■ Stated goal: Reproduce the listing below, substituting "Enclose" for every "Outline" and leaving everything else unchanged.

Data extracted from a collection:
--------------------------------------------------
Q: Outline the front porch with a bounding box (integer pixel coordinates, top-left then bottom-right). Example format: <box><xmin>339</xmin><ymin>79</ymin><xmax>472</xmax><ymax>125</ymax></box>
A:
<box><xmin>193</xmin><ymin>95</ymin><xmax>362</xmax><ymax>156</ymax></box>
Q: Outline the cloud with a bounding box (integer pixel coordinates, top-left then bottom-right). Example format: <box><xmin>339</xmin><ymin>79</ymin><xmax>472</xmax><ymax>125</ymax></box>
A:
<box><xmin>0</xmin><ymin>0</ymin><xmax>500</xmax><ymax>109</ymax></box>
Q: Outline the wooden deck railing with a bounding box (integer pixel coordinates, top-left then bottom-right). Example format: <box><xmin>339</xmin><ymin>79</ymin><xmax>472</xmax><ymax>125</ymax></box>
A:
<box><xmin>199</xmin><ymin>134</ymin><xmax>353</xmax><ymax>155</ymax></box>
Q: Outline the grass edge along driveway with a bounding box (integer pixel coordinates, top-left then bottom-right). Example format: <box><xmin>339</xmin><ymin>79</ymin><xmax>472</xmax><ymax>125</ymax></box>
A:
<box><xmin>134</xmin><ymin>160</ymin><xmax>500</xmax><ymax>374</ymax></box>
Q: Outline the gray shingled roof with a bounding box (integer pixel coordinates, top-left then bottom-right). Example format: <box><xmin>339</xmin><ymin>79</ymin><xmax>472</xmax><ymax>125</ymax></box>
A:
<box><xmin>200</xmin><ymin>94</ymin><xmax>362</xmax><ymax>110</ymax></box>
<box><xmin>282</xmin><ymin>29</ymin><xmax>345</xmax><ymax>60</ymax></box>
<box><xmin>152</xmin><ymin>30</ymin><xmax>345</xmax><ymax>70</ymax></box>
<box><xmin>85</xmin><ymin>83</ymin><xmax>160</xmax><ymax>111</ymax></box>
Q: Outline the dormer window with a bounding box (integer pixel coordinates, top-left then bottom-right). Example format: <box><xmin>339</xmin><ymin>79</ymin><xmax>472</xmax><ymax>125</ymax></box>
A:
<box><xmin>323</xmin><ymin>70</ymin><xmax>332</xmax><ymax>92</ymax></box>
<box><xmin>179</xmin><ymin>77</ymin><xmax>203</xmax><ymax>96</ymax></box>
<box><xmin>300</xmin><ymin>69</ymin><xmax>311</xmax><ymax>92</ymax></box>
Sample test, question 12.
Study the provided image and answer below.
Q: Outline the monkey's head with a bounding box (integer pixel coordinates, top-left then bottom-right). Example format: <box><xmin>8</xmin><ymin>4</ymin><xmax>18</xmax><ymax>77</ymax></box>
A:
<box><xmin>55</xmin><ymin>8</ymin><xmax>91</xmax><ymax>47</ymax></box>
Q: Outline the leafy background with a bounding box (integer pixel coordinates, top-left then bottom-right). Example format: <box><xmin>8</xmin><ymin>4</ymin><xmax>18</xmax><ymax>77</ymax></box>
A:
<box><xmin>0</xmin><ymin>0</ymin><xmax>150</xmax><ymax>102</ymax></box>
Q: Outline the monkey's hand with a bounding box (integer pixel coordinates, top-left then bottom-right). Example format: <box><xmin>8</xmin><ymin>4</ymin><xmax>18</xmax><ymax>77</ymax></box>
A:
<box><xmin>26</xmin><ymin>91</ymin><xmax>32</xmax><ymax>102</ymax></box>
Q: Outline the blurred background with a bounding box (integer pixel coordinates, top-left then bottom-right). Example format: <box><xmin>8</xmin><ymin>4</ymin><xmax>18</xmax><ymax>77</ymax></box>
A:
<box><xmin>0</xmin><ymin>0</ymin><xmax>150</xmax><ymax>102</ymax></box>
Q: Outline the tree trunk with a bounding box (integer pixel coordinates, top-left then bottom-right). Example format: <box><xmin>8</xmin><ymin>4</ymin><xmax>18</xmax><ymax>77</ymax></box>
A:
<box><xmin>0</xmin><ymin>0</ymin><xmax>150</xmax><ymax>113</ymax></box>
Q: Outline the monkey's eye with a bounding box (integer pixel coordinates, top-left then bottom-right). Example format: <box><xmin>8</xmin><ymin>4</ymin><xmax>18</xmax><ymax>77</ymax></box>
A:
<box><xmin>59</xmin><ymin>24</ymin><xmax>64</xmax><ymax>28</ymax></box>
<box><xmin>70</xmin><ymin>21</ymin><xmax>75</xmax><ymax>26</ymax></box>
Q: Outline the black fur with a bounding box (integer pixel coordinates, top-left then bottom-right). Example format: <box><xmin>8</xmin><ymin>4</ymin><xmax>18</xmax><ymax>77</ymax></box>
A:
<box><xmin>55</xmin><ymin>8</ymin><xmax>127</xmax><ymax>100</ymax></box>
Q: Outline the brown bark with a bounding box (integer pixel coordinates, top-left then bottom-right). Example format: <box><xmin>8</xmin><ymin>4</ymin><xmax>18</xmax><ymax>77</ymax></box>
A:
--------------------------------------------------
■ The solution:
Q: Enclose the front porch with a bounding box (integer pixel coordinates, top-left then bottom-right). Example format: <box><xmin>339</xmin><ymin>79</ymin><xmax>472</xmax><ymax>125</ymax></box>
A:
<box><xmin>193</xmin><ymin>95</ymin><xmax>362</xmax><ymax>156</ymax></box>
Q: Enclose the cloud with a bounding box (integer pixel coordinates, top-left then bottom-right). Example format: <box><xmin>339</xmin><ymin>79</ymin><xmax>472</xmax><ymax>125</ymax></box>
A:
<box><xmin>0</xmin><ymin>0</ymin><xmax>500</xmax><ymax>109</ymax></box>
Q: Enclose the wooden deck railing with a bounding box (integer pixel coordinates, top-left then bottom-right). Example format: <box><xmin>339</xmin><ymin>79</ymin><xmax>472</xmax><ymax>125</ymax></box>
A:
<box><xmin>199</xmin><ymin>134</ymin><xmax>353</xmax><ymax>155</ymax></box>
Q: Enclose the grass edge along driveway with a bounding box (integer pixel coordinates, top-left then bottom-right). Example format: <box><xmin>339</xmin><ymin>79</ymin><xmax>472</xmax><ymax>125</ymax></box>
A:
<box><xmin>134</xmin><ymin>160</ymin><xmax>500</xmax><ymax>374</ymax></box>
Q: Enclose the gray shingled roof with a bounding box (integer pixel coordinates, top-left then bottom-right). Example format: <box><xmin>339</xmin><ymin>79</ymin><xmax>472</xmax><ymax>125</ymax></box>
A:
<box><xmin>200</xmin><ymin>94</ymin><xmax>362</xmax><ymax>110</ymax></box>
<box><xmin>282</xmin><ymin>29</ymin><xmax>345</xmax><ymax>60</ymax></box>
<box><xmin>152</xmin><ymin>30</ymin><xmax>345</xmax><ymax>70</ymax></box>
<box><xmin>85</xmin><ymin>83</ymin><xmax>160</xmax><ymax>111</ymax></box>
Q: Enclose the dormer window with a bounding box (integer pixel coordinates, top-left then bottom-right). Example format: <box><xmin>339</xmin><ymin>79</ymin><xmax>472</xmax><ymax>125</ymax></box>
A:
<box><xmin>323</xmin><ymin>70</ymin><xmax>332</xmax><ymax>92</ymax></box>
<box><xmin>179</xmin><ymin>77</ymin><xmax>203</xmax><ymax>96</ymax></box>
<box><xmin>300</xmin><ymin>69</ymin><xmax>311</xmax><ymax>92</ymax></box>
Sample test, question 12.
Study the provided image and answer below.
Q: Enclose the monkey's head with a bounding box (integer pixel coordinates, top-left then bottom-right). Example format: <box><xmin>8</xmin><ymin>4</ymin><xmax>18</xmax><ymax>77</ymax></box>
A:
<box><xmin>55</xmin><ymin>8</ymin><xmax>91</xmax><ymax>47</ymax></box>
Q: Enclose the leafy background with a bounding box (integer pixel coordinates, top-left then bottom-right). Example format: <box><xmin>8</xmin><ymin>4</ymin><xmax>18</xmax><ymax>77</ymax></box>
A:
<box><xmin>0</xmin><ymin>0</ymin><xmax>150</xmax><ymax>102</ymax></box>
Q: Enclose the monkey's hand with a bounding box (integer pixel coordinates, top-left then bottom-right). Example format: <box><xmin>8</xmin><ymin>4</ymin><xmax>18</xmax><ymax>77</ymax></box>
A:
<box><xmin>26</xmin><ymin>91</ymin><xmax>32</xmax><ymax>102</ymax></box>
Q: Enclose the blurred background with a bounding box (integer pixel coordinates, top-left then bottom-right). Example format: <box><xmin>8</xmin><ymin>4</ymin><xmax>18</xmax><ymax>77</ymax></box>
A:
<box><xmin>0</xmin><ymin>0</ymin><xmax>150</xmax><ymax>102</ymax></box>
Q: Enclose the tree trunk with a bounding box (integer pixel coordinates, top-left then bottom-right). Example format: <box><xmin>8</xmin><ymin>4</ymin><xmax>18</xmax><ymax>77</ymax></box>
A:
<box><xmin>0</xmin><ymin>0</ymin><xmax>150</xmax><ymax>113</ymax></box>
Q: Enclose the monkey's eye with a bounding box (integer pixel coordinates, top-left then bottom-right). Example format: <box><xmin>8</xmin><ymin>4</ymin><xmax>18</xmax><ymax>77</ymax></box>
A:
<box><xmin>59</xmin><ymin>24</ymin><xmax>64</xmax><ymax>28</ymax></box>
<box><xmin>70</xmin><ymin>21</ymin><xmax>75</xmax><ymax>26</ymax></box>
Q: Enclose the black fur with a bounding box (integer pixel coordinates, top-left then bottom-right). Example format: <box><xmin>8</xmin><ymin>4</ymin><xmax>18</xmax><ymax>77</ymax></box>
A:
<box><xmin>55</xmin><ymin>8</ymin><xmax>127</xmax><ymax>100</ymax></box>
Q: Enclose the brown bark with a bounding box (integer pixel coordinates, top-left then bottom-right). Example format: <box><xmin>8</xmin><ymin>4</ymin><xmax>18</xmax><ymax>77</ymax></box>
A:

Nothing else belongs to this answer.